◆ DOCUMENT EXTRACT ◆
<<<<
You cannot have a useful performance measure without full compliance.

> and the solution I have explained, to add height-based compliance 
> as meta data of validation seems to be adequate and safe.

If you intend this to be useful it has to help build the chain, not
just rely on hardwiring checkpoints once rule changes are presumed to
be buried deeply enough to do so (as the result of other implementations
).

I understand this approach, it was ours at one time. There is a
significant difference, and your design is to some degree based on a
failure to fully consider this. I encourage you to not assume any
consensus-related detail is too small.

>> The hash table store that I described can fully navigate the 
>> block tree and transaction DAG, since the stored tx, parent and 
>> point hashes are also natural keys and each link is navigable in 
>> constant time. It is also lock-free, can concurrently write any 
>> number of blocks during initial block download and supports 
>> read/write concurrency. It has successfully indexed and stored 
>> the entire blockchain from the P2P network in 16 minutes 
>> (locally). It also stores both confirmed and unconfirmed 
>> transactions in the same store, so there is nothing to write
>> when a block is confirmed except for the block header/hashes and
>>  updates to spender heights for any output spent by the new 
>> block's txs. It is similarly capable of storage in the block 
>> table of weak chain blocks...
>>>>
◆ DIRECTIVES ◆
**1.** Answer these questions about the message above:
(a) What does its first line say a useful performance measure requires?
(b) What does the writer urge the reader not to assume about consensus-related details?
(c) How long did the hash table store take to index and store the entire blockchain from the P2P network?
**2.** In the records below, list every line that contains the word "wall".

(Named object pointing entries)
<<<<
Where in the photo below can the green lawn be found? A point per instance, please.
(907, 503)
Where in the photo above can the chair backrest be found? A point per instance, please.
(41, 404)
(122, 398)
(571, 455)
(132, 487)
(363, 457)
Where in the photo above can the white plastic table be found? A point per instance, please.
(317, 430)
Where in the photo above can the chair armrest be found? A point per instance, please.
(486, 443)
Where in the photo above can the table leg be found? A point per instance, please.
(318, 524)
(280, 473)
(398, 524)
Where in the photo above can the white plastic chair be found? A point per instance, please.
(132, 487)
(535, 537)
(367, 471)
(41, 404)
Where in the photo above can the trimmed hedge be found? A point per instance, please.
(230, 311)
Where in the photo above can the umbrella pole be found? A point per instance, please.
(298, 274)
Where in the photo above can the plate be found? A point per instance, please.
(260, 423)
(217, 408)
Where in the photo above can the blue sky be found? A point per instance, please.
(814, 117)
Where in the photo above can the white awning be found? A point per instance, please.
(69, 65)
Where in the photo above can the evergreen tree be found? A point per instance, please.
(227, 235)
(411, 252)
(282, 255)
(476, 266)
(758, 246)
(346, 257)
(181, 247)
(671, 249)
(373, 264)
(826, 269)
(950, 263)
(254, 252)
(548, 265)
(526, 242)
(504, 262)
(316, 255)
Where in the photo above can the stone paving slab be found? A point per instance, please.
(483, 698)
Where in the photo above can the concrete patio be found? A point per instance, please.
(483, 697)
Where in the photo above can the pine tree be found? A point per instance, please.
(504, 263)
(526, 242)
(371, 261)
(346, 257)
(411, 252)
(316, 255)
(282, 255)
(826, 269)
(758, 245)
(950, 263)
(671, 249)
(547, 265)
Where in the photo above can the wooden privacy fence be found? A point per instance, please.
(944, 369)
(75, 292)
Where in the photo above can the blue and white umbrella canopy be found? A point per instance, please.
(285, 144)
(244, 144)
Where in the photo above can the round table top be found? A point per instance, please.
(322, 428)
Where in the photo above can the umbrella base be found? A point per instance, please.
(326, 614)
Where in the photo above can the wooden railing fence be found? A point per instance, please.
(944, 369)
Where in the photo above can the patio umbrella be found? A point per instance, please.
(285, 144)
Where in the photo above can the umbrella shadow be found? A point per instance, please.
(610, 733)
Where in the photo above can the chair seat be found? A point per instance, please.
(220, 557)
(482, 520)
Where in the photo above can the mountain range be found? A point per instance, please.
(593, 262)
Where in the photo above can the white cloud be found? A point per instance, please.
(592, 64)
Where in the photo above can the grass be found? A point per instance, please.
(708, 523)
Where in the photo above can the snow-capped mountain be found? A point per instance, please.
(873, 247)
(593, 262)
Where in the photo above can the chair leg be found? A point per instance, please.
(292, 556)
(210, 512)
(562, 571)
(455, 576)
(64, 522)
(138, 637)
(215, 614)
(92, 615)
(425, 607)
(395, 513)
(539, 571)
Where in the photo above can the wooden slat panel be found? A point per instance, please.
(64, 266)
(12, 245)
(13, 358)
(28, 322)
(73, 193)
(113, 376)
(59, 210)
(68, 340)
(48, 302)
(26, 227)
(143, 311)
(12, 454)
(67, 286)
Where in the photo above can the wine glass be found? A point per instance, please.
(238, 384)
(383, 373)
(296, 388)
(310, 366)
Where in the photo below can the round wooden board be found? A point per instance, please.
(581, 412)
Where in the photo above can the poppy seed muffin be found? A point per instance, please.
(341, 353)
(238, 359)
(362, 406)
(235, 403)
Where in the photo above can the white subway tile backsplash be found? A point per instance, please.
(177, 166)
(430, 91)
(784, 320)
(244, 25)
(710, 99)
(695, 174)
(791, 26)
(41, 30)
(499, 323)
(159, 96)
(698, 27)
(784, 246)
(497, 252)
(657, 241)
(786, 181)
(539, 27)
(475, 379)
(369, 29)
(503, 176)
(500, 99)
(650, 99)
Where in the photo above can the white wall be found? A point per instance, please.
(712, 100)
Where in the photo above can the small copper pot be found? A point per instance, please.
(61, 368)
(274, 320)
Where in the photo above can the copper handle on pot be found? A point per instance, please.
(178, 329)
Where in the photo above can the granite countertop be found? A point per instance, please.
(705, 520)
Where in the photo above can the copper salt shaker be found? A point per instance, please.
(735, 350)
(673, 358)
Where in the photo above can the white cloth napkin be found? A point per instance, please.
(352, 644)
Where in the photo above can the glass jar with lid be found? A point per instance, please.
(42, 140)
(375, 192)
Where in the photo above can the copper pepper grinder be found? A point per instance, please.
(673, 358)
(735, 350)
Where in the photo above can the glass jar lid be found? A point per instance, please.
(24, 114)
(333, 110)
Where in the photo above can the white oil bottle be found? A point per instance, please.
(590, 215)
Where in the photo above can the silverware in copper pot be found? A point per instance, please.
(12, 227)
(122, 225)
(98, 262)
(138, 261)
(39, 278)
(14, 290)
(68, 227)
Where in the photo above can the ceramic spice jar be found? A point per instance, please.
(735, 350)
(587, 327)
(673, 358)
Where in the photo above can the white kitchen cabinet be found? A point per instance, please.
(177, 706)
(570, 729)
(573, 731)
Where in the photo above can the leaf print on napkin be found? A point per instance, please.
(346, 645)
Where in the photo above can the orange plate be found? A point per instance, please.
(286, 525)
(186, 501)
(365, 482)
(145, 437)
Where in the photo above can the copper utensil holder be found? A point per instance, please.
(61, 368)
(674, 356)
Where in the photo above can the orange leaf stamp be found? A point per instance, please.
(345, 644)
>>>>
<<<<
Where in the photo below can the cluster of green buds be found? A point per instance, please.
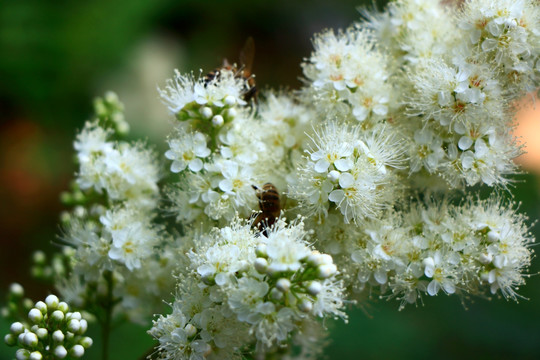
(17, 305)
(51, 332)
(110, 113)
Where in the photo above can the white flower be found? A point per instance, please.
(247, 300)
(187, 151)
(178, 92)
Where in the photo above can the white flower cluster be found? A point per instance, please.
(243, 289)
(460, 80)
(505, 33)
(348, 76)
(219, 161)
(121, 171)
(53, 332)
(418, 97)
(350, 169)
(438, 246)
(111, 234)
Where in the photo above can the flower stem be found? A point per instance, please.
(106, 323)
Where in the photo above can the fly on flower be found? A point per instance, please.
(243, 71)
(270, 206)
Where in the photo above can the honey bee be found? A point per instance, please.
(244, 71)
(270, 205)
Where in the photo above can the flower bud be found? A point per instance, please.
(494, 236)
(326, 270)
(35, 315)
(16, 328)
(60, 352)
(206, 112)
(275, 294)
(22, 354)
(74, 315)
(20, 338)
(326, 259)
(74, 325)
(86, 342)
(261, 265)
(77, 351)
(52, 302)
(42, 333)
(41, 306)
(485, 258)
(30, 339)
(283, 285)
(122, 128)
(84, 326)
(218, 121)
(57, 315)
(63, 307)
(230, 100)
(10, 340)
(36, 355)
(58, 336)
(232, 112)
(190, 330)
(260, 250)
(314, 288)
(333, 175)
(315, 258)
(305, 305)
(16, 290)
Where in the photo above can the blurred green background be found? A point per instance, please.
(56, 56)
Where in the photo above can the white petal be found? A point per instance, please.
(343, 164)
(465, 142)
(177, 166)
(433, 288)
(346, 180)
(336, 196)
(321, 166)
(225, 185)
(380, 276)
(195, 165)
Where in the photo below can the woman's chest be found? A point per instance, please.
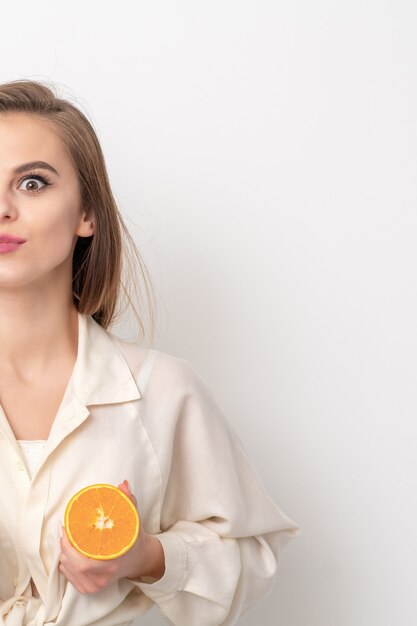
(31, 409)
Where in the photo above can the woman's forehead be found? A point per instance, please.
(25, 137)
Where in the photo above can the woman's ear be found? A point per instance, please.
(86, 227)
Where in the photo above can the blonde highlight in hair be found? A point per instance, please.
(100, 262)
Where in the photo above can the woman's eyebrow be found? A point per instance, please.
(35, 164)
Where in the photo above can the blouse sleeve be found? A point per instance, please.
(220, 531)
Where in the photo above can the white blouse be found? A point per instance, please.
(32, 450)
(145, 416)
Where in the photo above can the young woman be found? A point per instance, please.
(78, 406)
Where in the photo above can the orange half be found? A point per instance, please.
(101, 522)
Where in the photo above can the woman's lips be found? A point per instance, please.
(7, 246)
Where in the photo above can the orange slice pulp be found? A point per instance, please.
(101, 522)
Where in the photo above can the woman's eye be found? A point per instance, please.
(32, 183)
>>>>
<<<<
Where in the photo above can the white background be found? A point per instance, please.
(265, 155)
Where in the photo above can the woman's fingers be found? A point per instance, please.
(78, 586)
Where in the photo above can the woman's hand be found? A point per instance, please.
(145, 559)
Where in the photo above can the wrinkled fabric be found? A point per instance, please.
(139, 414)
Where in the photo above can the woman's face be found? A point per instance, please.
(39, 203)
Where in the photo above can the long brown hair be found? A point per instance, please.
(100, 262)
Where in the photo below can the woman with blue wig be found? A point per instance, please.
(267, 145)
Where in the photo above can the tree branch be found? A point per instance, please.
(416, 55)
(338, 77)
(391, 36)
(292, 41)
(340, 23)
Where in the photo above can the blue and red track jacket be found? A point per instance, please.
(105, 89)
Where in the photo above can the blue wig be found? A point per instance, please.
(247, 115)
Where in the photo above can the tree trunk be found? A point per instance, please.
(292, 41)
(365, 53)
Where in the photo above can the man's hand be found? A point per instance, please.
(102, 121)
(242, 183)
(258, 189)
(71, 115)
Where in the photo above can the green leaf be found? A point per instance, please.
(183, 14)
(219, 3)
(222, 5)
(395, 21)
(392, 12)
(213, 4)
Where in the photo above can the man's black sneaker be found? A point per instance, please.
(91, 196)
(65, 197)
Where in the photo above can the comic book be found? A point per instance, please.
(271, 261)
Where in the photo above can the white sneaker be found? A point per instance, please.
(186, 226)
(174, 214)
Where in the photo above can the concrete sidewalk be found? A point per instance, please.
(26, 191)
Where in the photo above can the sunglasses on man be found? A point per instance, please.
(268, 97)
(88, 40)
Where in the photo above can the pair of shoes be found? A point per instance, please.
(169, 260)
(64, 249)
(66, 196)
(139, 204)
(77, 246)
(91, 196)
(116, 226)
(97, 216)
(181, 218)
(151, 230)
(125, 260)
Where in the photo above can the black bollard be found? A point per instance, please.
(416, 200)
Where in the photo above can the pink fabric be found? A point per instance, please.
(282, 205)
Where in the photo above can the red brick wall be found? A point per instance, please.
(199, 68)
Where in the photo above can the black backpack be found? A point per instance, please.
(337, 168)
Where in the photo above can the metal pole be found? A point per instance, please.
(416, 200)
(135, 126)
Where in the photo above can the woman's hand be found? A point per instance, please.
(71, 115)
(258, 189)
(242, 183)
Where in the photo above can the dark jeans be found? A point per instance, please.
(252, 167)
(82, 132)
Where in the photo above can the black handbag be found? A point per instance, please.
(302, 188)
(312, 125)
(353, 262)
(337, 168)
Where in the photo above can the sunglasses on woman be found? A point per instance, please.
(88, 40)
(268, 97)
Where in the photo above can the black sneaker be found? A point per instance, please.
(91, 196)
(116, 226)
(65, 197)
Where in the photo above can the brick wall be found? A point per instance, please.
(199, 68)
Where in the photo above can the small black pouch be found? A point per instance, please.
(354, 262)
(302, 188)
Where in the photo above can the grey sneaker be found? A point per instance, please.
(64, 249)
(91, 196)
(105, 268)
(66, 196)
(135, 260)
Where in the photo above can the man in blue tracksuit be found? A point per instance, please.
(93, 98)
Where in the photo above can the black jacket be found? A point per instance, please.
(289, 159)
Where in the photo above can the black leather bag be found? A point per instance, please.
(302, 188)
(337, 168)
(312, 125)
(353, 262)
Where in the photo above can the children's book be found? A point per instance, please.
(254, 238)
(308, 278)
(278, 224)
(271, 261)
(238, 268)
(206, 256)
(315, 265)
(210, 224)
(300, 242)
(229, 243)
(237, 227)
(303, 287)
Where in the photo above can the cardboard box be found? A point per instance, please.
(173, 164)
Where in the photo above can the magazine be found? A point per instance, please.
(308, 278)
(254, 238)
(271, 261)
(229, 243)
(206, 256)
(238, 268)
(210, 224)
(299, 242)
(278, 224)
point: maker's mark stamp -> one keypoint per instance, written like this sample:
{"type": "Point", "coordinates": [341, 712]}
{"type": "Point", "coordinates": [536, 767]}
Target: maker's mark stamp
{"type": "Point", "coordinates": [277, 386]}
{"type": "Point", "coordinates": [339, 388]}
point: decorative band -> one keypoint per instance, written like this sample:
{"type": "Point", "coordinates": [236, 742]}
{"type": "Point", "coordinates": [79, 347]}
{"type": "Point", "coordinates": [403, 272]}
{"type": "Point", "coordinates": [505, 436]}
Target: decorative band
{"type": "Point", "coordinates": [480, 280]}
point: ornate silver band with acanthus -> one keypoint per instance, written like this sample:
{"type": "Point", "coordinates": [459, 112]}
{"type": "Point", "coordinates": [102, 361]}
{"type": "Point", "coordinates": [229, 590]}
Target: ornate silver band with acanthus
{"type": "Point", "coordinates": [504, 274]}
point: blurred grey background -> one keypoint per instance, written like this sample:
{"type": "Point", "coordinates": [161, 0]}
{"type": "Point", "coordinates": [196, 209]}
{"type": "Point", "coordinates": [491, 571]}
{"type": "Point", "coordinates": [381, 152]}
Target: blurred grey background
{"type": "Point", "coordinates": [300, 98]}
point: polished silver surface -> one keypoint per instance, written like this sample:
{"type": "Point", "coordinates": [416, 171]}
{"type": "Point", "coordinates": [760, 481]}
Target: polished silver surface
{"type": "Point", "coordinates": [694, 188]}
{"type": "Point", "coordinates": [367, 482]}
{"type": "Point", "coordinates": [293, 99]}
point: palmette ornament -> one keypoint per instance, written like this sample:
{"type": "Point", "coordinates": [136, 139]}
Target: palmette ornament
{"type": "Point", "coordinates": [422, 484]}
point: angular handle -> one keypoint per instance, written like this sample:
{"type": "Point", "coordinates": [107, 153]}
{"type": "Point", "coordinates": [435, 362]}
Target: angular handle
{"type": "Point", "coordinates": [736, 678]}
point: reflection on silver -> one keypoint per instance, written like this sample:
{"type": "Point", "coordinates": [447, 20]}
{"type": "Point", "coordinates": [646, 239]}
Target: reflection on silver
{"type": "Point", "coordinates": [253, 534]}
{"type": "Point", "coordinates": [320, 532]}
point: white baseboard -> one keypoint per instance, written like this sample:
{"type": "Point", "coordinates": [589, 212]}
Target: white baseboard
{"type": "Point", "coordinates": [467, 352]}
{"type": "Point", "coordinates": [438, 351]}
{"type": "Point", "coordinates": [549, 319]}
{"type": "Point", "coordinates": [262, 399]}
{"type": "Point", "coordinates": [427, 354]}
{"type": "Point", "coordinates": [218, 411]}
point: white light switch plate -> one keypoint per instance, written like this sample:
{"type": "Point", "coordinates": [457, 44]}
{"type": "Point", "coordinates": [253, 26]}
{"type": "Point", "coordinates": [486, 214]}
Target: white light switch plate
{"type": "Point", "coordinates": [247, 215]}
>>>>
◆ TASK-BY-TASK OUTPUTS ◆
**1.**
(a) Full compliance.
(b) That any consensus-related detail is too small.
(c) 16 minutes (locally).

**2.**
Where in the photo above can the white wall be found? A point per instance, please.
Where in the photo above can the red brick wall be found? A point per instance, please.
Where in the photo above can the brick wall be found? A point per instance, please.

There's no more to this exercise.